▶ _Source extract_:
In [2]:
import os
import pandas as pd
import geopandas as gpd
import xarray as xr
import math
import rasterio
from rasterio.merge import merge
from rasterio.io import MemoryFile
import numpy as np
from rasterio.io import MemoryFile
from rasterio.windows import Window

from sklearn.metrics import accuracy_score, classification_report, confusion_matrix
from sklearn.preprocessing import StandardScaler
from sklearn.pipeline import make_pipeline

**Build ML models to predict fire ignition for a pixel**

Features: FWI, lat, lon, elevation (2010), landcover (2015), distance, month
Label: ignited or not ignited
Model: XGBoost
Optimization Method: Beyas optimization using Optuna
Data range: EU

Steps:
1. Merge positive and negative labels of fire intensity and FWi data
    1.1 Load left join data (fire intensity left join FWI, resolution 1km) and count how many data points it has
    1.2 Assign positive labels (ignited) to the data points with distance <= 31 * sqrt(2) / 2 and only keep rows with positive labels
    1.3 Load right join data (fire intensity right join FWI, resolution 31km) and count how may data points it has
    1.4 Down sampling the data to match the number of left join data
    1.5 Assign negative labels (ignited) to the data points with distance > 31 * sqrt(2) / 2 and only keep rows with negative labels
    1.6 Merge data and save the geo dataframe and save the dataframe
2. Add land cover (aggregated) data to pixel according to lon and lat
    2.1 Load land cover shapefile and convert to geopandas dataframe
    2.2 for each pixel (1x1 for left and 31x31 for right), calculate the average probability of fire ignition according to Clamada Master thesis Table 2.1
3. Add elevation data to pixel according to lon and lat
    3.1 Load elevation shapefile and convert to geopandas dataframe
    3.2 for each pixel (1x1 for left and 31x31 for right), calculate the average elevation
4. Build ML models to predict whether a pixel is ignited
5. Tune hyperparameters

Issue solved:

1. Longitude range in right joined dataset was not correct. Now correct after rerun the code.

▶ _Extracted entries_:
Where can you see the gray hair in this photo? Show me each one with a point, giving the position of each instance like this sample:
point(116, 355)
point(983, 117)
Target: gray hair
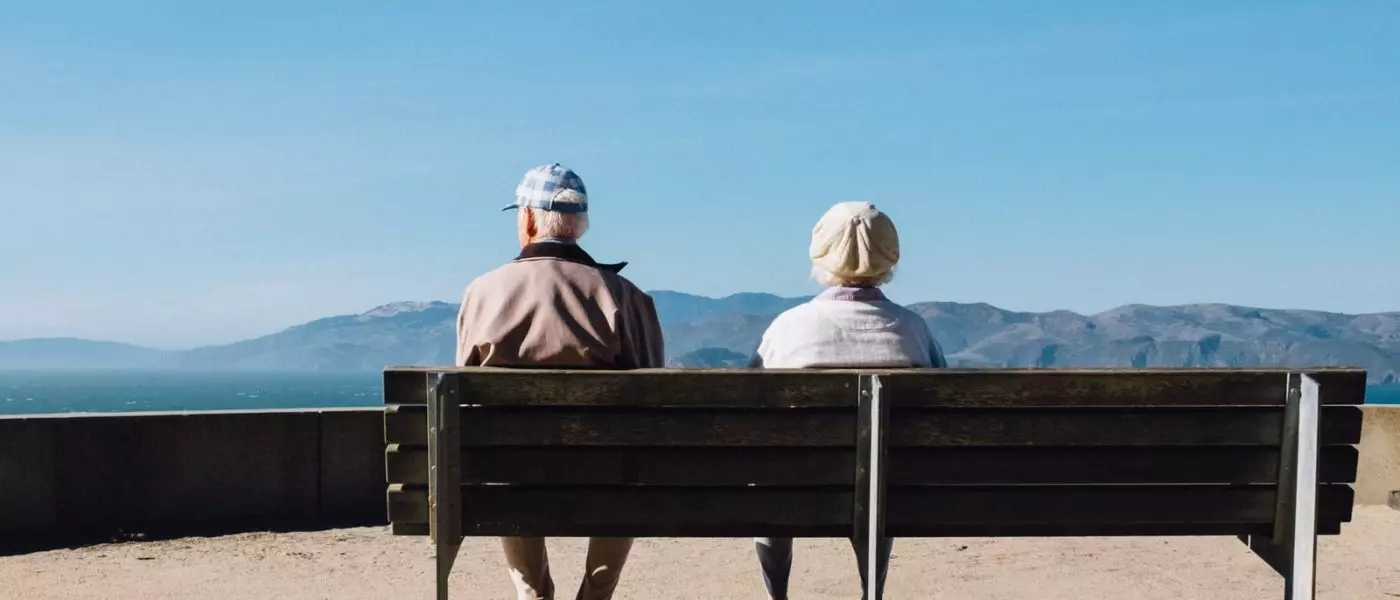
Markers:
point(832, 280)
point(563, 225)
...
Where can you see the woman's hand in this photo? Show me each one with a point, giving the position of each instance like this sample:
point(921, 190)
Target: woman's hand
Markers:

▶ _What is asked_:
1. Translate this sentence from the fire ignition notebook into Spanish: "Longitude range in right joined dataset was not correct."
2. Scale the part of the rows that opens with the line containing "Where can you see the gray" and closes with the line containing "point(563, 225)": write those lines again, requests included, with each marker coordinate multiplied by 0.45 and rounded to a whole number (halves up), and leave out the picture.
The rows are unrelated to the fire ignition notebook.

▶ _Answers below_:
1. El rango de longitud en el conjunto de datos unido por la derecha no era correcto.

2.
Where can you see the gray hair in this photo? Show me each one with a point, giving the position of each instance like this sample:
point(116, 355)
point(983, 117)
Target: gray hair
Markers:
point(374, 126)
point(253, 101)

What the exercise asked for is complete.